*Суть задания A*:
Что сбрил Григорий, если верить отрывку?

*Отрывок*:
+===+

Алтай. Постниковы Часть 22 Александровка Кумандины

Нина Родионова Кумандина
(Ранее: Алтай.Постниковы Часть 21 Госпиталь)

ЧЕКА!!!
Отбросила крюк, и мимо меня ринулись вверх трое. Я за ними следом бегу. Вижу: конвоир вскочил и спросонья озирается. А военный схватил его винтовку и кричит: «Негодяй, ты арестован!». Зашла в прихожую. Вижу: в маленькую комнату дверь открыта, там стоят военные, и перед ними Григорий в одном нижнем белье. Тут я разглядела его. Бороду (свою красоту) он сбрил, лицо изменилось, и уже нет той прежней прелести в нем. Он сейчас стоит перед всеми в самом жалком виде. Видно, что его охватил безумный страх: глаза бегают, челюсть отвисает, колени и руки дрожат мелкой дрожью. Весь гонор и спесь, которые были в нем, слетели. Правда, это скверно с моей стороны, но я насладилась зрелищем его унижения. Мне нисколько не было жалко его. А вот мальчишку - конвоира было жаль.

+===+

*Суть задания B*:
Перепишите слово в слово записи, начиная со строки, где есть «Each instance of the drum takes», и до самого конца записей, включая обе границы.

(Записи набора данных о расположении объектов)
+===+

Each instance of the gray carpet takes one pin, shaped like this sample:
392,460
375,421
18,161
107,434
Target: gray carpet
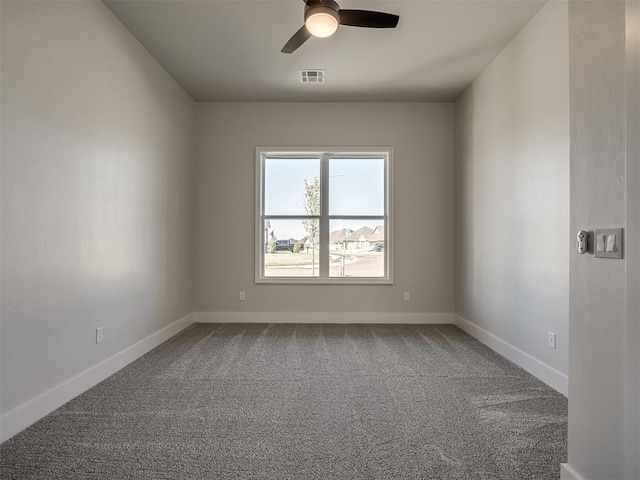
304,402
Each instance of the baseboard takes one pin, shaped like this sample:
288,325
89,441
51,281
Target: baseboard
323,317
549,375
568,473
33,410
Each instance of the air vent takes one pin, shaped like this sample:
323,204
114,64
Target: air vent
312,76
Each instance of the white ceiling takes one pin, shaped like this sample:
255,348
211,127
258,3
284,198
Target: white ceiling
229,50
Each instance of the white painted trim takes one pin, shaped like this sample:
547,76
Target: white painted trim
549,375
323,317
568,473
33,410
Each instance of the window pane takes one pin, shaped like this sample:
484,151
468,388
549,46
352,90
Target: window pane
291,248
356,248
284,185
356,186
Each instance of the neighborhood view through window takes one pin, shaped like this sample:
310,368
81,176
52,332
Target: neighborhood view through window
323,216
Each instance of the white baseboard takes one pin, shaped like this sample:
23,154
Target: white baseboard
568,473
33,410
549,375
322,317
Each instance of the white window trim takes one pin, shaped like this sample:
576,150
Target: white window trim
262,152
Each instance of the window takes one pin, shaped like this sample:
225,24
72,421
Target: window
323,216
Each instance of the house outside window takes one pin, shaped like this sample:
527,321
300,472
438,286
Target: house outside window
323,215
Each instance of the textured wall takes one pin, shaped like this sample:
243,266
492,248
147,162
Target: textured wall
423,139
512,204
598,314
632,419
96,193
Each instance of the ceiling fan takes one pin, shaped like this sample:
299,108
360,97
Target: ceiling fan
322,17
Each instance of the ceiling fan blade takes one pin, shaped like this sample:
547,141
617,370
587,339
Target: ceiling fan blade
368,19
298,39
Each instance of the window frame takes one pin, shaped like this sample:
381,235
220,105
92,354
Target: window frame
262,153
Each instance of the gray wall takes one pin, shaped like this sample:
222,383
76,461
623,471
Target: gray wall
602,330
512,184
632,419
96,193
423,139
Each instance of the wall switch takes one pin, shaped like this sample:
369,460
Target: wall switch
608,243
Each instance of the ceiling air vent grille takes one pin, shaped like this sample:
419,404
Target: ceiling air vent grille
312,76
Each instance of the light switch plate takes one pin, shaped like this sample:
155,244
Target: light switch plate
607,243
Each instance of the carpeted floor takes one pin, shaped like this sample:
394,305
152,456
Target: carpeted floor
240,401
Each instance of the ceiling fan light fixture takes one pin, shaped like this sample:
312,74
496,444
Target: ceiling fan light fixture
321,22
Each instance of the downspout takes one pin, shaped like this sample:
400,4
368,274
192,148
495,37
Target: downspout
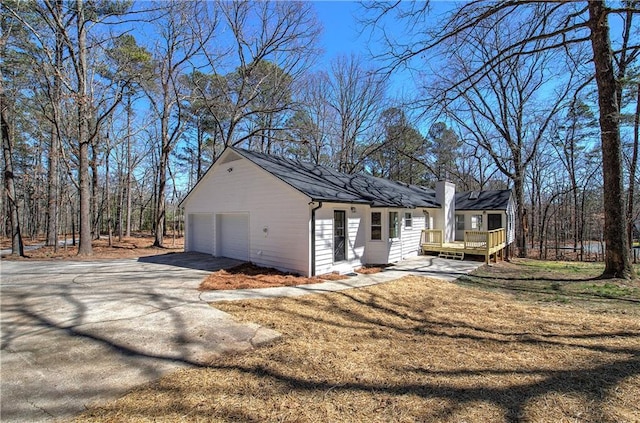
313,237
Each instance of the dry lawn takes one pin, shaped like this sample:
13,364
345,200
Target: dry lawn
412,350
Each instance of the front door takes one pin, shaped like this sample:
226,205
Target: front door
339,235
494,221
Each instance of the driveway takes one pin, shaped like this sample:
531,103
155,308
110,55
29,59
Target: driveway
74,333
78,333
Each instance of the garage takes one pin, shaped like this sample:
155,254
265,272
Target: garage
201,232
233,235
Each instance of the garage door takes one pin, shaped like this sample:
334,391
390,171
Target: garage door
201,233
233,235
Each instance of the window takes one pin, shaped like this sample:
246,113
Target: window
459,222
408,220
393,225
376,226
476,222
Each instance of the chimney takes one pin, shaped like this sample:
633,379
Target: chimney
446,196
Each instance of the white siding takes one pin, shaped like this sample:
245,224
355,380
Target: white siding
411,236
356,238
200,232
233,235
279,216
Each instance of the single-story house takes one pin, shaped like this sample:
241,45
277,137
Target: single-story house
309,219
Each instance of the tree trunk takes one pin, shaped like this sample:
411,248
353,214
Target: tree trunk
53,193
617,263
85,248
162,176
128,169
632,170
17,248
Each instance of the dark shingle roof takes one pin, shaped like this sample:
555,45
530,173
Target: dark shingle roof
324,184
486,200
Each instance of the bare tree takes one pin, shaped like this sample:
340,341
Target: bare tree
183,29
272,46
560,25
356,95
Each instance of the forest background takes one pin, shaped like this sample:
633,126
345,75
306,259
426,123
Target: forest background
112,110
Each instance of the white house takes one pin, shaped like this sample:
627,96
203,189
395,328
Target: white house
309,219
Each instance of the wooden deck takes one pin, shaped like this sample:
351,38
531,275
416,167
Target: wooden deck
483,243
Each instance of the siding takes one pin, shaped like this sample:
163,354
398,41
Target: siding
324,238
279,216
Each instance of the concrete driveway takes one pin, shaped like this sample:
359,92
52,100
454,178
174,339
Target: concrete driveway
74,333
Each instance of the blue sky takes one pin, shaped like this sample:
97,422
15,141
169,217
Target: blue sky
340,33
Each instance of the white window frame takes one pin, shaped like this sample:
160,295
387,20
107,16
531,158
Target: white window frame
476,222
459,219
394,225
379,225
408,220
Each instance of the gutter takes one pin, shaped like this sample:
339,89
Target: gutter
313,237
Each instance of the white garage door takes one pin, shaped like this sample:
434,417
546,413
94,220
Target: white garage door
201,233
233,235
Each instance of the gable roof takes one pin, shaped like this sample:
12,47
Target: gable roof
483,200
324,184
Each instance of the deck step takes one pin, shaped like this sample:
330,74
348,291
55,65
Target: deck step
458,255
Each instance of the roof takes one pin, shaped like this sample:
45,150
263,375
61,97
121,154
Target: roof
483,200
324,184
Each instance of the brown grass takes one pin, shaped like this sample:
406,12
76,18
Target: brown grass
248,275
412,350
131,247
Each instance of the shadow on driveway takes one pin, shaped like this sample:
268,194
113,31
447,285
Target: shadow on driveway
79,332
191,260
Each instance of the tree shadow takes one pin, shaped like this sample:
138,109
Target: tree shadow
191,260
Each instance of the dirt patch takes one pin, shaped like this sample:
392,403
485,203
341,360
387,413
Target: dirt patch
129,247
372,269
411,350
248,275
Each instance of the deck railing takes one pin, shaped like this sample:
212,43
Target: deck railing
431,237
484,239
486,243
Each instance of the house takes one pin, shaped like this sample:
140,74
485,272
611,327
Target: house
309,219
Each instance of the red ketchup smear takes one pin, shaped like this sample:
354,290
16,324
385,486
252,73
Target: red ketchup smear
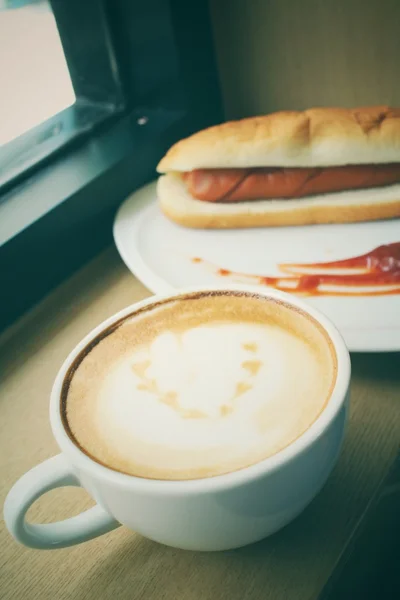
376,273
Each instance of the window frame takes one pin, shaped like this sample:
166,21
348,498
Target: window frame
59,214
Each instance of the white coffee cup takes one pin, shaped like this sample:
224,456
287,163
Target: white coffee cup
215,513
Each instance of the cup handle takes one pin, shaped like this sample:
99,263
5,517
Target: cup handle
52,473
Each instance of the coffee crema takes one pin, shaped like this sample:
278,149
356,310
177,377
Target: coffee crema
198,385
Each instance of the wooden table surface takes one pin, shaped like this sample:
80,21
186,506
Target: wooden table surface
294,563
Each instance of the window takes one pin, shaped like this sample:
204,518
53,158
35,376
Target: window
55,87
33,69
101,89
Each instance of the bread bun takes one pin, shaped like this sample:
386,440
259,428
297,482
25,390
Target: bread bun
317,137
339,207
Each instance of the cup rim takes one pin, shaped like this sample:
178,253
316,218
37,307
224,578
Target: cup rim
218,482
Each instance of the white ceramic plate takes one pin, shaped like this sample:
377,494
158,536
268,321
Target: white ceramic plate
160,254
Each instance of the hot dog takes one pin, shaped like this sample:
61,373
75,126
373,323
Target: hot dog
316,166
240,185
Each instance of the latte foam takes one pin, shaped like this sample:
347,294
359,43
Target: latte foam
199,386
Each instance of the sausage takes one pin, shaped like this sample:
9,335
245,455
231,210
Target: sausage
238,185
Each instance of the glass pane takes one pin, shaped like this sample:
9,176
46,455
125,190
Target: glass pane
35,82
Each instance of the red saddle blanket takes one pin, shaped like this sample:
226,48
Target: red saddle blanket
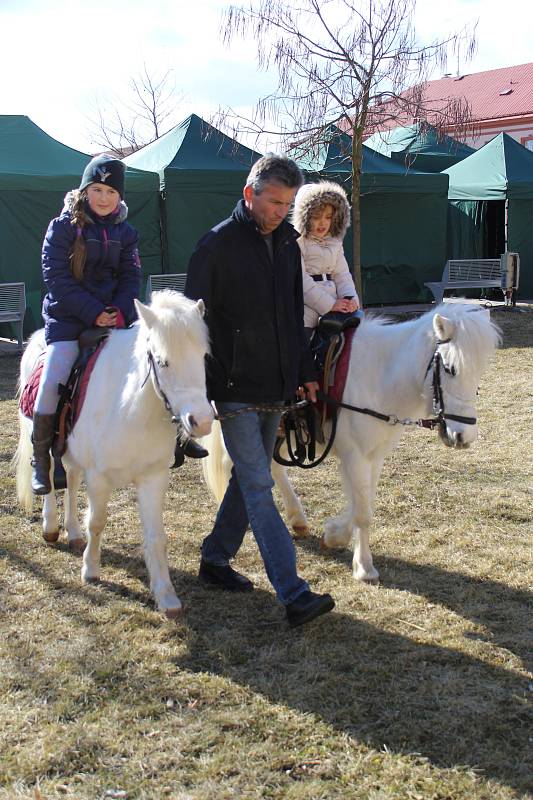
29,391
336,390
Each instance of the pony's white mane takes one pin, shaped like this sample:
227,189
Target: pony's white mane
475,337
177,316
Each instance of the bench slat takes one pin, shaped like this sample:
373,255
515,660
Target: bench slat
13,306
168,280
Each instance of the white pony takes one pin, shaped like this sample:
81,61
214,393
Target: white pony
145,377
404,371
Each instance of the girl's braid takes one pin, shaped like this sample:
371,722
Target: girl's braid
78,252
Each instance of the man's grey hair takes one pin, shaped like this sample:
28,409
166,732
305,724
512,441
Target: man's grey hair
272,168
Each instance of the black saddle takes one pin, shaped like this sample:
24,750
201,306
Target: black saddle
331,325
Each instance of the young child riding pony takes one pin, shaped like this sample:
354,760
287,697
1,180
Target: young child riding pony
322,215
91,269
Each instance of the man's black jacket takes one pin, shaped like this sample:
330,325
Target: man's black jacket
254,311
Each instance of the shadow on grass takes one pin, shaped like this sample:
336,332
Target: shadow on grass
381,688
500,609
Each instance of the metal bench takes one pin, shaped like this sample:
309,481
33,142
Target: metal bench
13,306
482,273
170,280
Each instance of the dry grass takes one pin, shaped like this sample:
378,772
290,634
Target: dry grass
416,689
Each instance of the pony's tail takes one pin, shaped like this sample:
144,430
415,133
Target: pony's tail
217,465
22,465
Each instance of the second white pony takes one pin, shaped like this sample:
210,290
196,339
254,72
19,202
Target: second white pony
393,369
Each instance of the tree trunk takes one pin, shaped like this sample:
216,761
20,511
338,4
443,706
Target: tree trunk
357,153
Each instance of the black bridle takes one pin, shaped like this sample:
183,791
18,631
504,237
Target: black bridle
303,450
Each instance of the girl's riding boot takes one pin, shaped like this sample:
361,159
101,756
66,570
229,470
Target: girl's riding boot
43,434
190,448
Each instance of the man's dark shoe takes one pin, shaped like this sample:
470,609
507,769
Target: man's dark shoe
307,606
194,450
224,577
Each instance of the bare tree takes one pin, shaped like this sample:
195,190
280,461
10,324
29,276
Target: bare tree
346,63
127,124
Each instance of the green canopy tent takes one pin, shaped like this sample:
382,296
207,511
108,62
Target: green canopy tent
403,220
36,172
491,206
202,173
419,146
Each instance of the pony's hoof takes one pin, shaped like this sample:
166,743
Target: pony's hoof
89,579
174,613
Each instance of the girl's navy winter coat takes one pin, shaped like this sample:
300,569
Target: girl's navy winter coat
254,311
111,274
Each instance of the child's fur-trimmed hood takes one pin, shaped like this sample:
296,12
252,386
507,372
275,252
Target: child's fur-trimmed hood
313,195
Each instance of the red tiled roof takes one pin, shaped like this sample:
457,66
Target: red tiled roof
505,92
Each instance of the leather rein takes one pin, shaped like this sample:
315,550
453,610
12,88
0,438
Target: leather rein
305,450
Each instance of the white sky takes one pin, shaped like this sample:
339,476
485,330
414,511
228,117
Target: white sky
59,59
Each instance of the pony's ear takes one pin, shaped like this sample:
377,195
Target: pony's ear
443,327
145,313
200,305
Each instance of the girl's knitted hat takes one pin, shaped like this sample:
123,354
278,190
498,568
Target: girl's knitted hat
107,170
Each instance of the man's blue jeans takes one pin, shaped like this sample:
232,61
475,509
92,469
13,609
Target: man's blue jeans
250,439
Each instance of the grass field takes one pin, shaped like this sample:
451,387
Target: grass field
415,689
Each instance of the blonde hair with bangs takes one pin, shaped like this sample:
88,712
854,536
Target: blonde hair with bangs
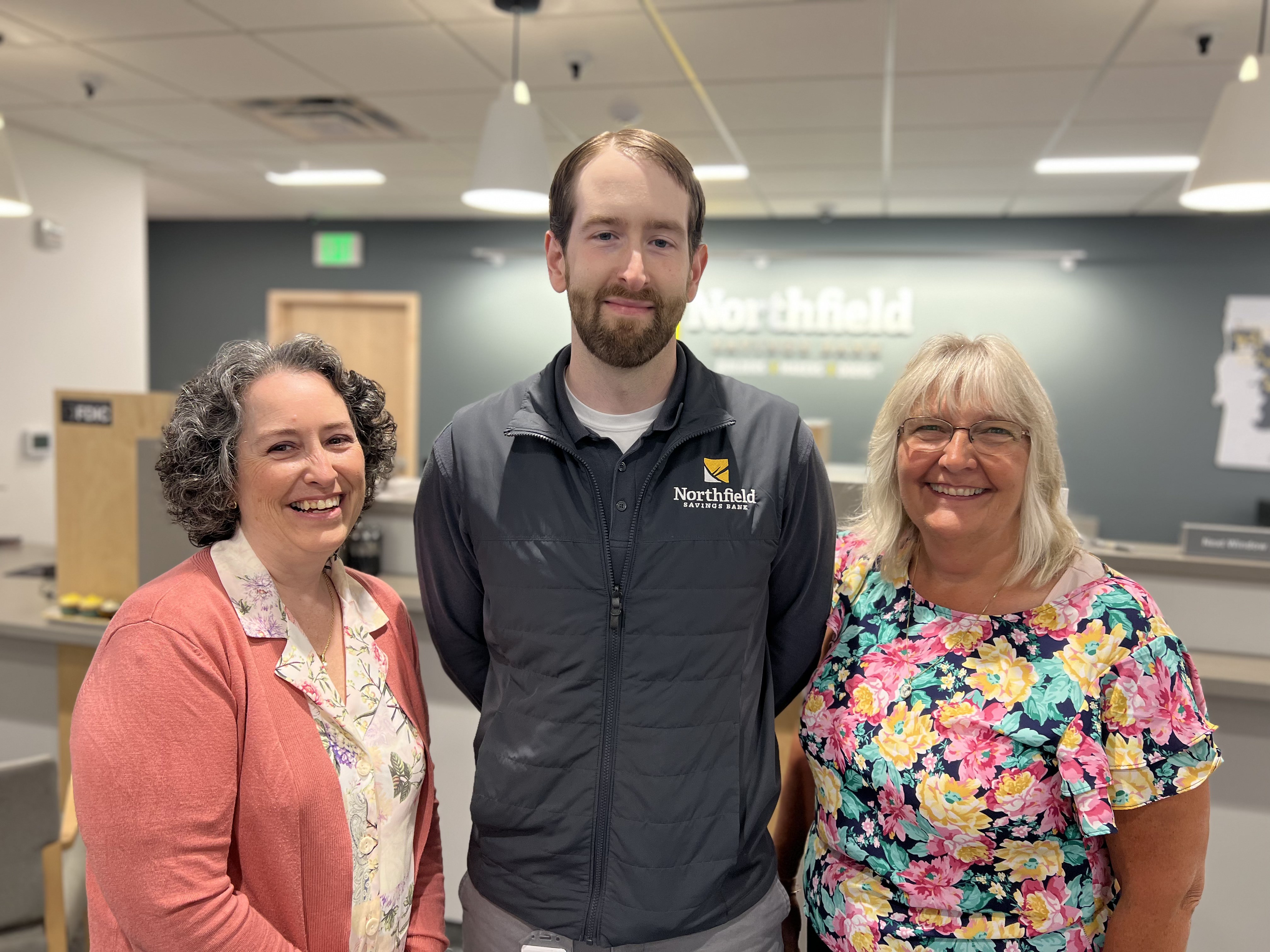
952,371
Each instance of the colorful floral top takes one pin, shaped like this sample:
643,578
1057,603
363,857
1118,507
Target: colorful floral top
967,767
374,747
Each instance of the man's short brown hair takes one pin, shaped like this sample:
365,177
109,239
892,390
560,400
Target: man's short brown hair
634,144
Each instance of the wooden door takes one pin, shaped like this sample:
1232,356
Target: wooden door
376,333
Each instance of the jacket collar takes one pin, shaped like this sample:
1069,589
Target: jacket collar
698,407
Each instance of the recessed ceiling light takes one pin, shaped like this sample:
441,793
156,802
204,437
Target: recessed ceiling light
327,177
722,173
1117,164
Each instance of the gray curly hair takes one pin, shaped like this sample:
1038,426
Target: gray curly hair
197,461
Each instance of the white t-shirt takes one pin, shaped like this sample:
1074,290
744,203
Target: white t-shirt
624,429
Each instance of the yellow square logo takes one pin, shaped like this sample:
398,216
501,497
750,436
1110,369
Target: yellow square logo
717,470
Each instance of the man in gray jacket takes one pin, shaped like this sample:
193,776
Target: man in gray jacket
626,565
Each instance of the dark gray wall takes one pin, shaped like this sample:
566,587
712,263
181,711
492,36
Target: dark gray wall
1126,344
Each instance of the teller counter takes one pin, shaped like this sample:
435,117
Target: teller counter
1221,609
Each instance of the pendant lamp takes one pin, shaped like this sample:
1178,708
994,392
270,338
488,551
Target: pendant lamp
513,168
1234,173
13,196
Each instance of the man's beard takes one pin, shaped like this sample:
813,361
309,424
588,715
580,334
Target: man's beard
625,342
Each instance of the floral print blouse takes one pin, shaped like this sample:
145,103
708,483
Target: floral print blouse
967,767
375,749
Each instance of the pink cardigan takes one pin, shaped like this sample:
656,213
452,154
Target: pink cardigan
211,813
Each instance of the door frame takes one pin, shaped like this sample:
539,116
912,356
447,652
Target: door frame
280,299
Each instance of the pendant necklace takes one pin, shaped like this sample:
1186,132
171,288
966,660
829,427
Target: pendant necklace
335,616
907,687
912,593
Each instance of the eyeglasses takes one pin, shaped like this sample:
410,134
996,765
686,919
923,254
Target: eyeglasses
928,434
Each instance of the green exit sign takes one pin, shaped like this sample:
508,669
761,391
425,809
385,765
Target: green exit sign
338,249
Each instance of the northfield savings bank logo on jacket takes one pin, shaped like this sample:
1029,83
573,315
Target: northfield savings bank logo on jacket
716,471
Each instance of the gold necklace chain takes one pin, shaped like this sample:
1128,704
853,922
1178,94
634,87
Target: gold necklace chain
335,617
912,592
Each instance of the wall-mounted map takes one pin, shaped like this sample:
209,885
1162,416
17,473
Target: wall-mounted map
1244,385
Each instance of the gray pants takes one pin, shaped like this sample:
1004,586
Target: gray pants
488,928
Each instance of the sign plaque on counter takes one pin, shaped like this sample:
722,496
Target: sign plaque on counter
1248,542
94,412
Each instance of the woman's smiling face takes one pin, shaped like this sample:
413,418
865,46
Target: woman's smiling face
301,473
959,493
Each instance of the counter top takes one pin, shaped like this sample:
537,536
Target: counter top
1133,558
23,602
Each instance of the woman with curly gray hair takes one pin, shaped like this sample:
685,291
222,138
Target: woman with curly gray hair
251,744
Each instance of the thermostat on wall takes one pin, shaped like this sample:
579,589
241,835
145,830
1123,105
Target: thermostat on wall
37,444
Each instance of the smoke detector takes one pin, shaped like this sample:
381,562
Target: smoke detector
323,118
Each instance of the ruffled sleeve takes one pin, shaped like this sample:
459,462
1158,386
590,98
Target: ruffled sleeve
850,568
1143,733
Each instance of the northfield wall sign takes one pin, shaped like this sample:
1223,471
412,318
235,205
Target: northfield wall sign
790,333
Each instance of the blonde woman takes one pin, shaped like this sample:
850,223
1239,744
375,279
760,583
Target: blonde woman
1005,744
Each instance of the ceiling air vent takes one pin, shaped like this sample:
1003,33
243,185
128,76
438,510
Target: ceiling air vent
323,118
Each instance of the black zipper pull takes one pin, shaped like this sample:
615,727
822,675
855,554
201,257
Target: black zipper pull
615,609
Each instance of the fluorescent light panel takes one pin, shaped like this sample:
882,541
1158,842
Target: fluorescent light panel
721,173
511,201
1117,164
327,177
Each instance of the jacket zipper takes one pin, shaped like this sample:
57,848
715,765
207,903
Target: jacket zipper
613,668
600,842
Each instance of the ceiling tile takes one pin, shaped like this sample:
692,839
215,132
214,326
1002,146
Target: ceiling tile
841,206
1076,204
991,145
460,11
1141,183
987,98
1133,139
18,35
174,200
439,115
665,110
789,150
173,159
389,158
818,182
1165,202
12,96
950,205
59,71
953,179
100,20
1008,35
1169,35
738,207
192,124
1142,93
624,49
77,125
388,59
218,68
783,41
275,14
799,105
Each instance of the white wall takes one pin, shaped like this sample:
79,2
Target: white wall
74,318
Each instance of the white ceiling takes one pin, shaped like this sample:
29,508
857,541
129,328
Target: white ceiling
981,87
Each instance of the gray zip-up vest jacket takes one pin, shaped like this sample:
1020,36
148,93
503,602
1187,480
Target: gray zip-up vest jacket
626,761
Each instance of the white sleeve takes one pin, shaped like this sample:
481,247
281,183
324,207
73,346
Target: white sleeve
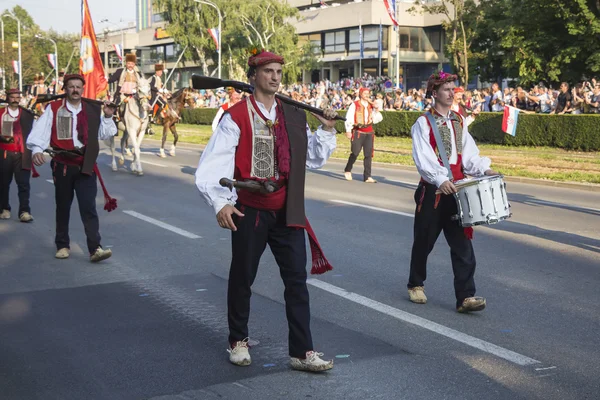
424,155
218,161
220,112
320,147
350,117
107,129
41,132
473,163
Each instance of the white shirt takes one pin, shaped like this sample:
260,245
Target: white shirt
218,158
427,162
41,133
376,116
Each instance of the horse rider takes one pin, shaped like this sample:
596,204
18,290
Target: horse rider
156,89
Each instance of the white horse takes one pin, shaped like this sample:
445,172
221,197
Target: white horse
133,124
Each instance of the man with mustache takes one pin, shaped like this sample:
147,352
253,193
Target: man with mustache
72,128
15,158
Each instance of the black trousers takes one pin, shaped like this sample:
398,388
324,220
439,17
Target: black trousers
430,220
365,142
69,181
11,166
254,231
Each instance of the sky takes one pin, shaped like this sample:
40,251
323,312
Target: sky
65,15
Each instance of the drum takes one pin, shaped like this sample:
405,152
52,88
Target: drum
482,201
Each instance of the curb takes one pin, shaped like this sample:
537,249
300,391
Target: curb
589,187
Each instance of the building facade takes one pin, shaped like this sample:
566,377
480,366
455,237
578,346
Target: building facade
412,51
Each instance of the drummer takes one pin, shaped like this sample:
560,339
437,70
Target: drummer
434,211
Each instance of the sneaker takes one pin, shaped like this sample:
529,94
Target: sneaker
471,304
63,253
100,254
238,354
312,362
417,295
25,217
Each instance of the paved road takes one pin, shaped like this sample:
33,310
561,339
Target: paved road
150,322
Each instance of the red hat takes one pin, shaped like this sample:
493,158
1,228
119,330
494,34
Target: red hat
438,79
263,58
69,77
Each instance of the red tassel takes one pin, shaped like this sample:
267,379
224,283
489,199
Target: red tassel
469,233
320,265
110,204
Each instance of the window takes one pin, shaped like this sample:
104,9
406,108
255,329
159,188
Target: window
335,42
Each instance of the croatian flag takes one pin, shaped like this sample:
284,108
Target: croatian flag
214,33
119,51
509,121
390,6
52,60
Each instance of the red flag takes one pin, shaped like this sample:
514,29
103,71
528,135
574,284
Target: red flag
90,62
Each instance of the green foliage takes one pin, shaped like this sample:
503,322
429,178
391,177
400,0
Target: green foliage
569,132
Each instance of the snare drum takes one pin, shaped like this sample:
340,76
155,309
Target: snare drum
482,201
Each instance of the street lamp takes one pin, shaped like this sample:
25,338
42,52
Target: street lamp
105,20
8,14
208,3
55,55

+===+

*Верный результат A*:
Бороду.

*Верный результат B*:
Each instance of the drum takes one pin, shaped like this sample:
405,152
52,88
Target: drum
482,201
Each instance of the curb takes one pin, shaped like this sample:
537,249
300,391
Target: curb
589,187
Each instance of the building facade takes one pin, shaped like this sample:
566,377
480,366
455,237
578,346
Target: building facade
412,51
Each instance of the drummer takes one pin, shaped like this sample:
560,339
437,70
Target: drummer
434,211
Each instance of the sneaker takes one pin, shaped like this sample:
529,94
Target: sneaker
471,304
63,253
100,254
238,354
312,362
417,295
25,217
Each instance of the paved road takes one pin, shaped like this sample:
33,310
561,339
Target: paved road
150,322
Each instance of the red hat takes one pin, shaped like this sample:
493,158
1,228
119,330
494,34
Target: red hat
438,79
263,58
69,77
Each instance of the red tassel takes one pin, shaped like this sample:
267,379
224,283
489,199
Target: red tassel
469,233
320,265
110,204
Each instance of the window takes one pin, shaped like this sample:
104,9
406,108
255,329
159,188
Target: window
335,42
Each instance of the croatian flag takes one pin, shaped like this sample:
284,108
Target: croatian flag
214,33
119,51
509,121
390,6
52,60
Each instance of the red flag takes one pin, shaped like this sample:
514,29
103,71
528,135
574,284
Target: red flag
90,62
Each instance of the green foliage takes one pin, shaped like this sample:
503,322
429,178
391,177
400,0
Target: green foliage
569,132
Each instance of the snare drum takes one pin, shaped like this sample:
340,76
155,309
Target: snare drum
482,201
Each instance of the street lamp takes one pin, shaped like this sample:
25,338
42,52
Target: street lamp
105,20
8,14
208,3
55,55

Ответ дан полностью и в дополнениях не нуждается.